──────── Source passage

Trigger to log inserts

CREATE TRIGGER LogInsert_Nodes ON dbo.Nodes
FOR INSERT
AS

/* Load the saved context info UserGUID */
DECLARE @SavedUserGUID uniqueidentifier

SELECT @SavedUserGUID = CAST(context_info as uniqueidentifier)
FROM master.dbo.sysprocesses
WHERE spid = @@SPID

DECLARE @NullGUID uniqueidentifier
SELECT @NullGUID = '{00000000-0000-0000-0000-000000000000}'

IF @SavedUserGUID = @NullGUID
BEGIN
    SET @SavedUserGUID = NULL
END

    /*We dont' log individual field changes Old/New because the row is new.
    So we only have one record - INSERTED*/

    INSERT INTO AuditLog(
      ChangeDate, RowGUID, ChangeType, 
      Username, HostName, AppName,
      UserGUID, 
      TableName, FieldName, 
      TagGUID, Tag, 
      OldValue, NewValue)

    SELECT
     getdate(), --ChangeDate
     i.NodeGUID, --RowGUID
     'INSERTED', --ChangeType
     USER_NAME(), HOST_NAME(), APP_NAME(), 
     @SavedUserGUID, --UserGUID
     'Nodes', --TableName
     '', --FieldName
     i.ParentNodeGUID, --TagGUID
     i.Caption, --Tag
     null, --OldValue
     null --NewValue
    FROM Inserted i


Trigger to log Updates

CREATE TRIGGER LogUpdate_Nodes ON dbo.Nodes
FOR UPDATE AS

/* Load the saved context info UserGUID */
DECLARE @SavedUserGUID uniqueidentifier

SELECT @SavedUserGUID = CAST(context_info as uniqueidentifier)
FROM master.dbo.sysprocesses
WHERE spid = @@SPID

DECLARE @NullGUID uniqueidentifier
SELECT @NullGUID = '{00000000-0000-0000-0000-000000000000}'

IF @SavedUserGUID = @NullGUID
BEGIN
    SET @SavedUserGUID = NULL
END

    /* ParentNodeGUID uniqueidentifier */
    IF UPDATE (ParentNodeGUID)
    BEGIN
     INSERT INTO AuditLog(
      ChangeDate, RowGUID, ChangeType, 
      Username, HostName, AppName,
      UserGUID, 
      TableName, FieldName, 
      TagGUID, Tag, 
      OldValue, NewValue)

────────────────
──────── Given material

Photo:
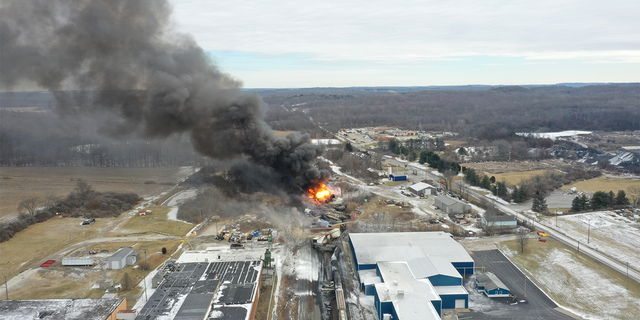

────────────────

- _Exercises_:
- A) Name every column of the inserted row, written with the prefix "i.", that the insert trigger in the SQL trigger code reads.
- B) Pick up the SQL trigger code from the point where it stops and continue writing it.

- _Answers to the exercises_:
- A) NodeGUID, ParentNodeGUID, Caption

- B)
     SELECT 
      getdate(), --ChangeDate
      i.NodeGUID, --RowGUID
      'UPDATED', --ChangeType
      USER_NAME(), HOST_NAME(), APP_NAME(), 
      @SavedUserGUID, --UserGUID
      'Nodes', --TableName
      'ParentNodeGUID', --FieldName
      i.ParentNodeGUID, --TagGUID
      i.Caption, --Tag
      d.ParentNodeGUID, --OldValue
      i.ParentNodeGUID --NewValue
     FROM Inserted i
      INNER JOIN Deleted d
      ON i.NodeGUID = d.NodeGUID
     WHERE (d.ParentNodeGUID IS NULL AND i.ParentNodeGUID IS NOT NULL)
     OR (d.ParentNodeGUID IS NOT NULL AND i.ParentNodeGUID IS NULL)
     OR (d.ParentNodeGUID <> i.ParentNodeGUID)
    END

    /* Caption varchar(255) */
    IF UPDATE (Caption)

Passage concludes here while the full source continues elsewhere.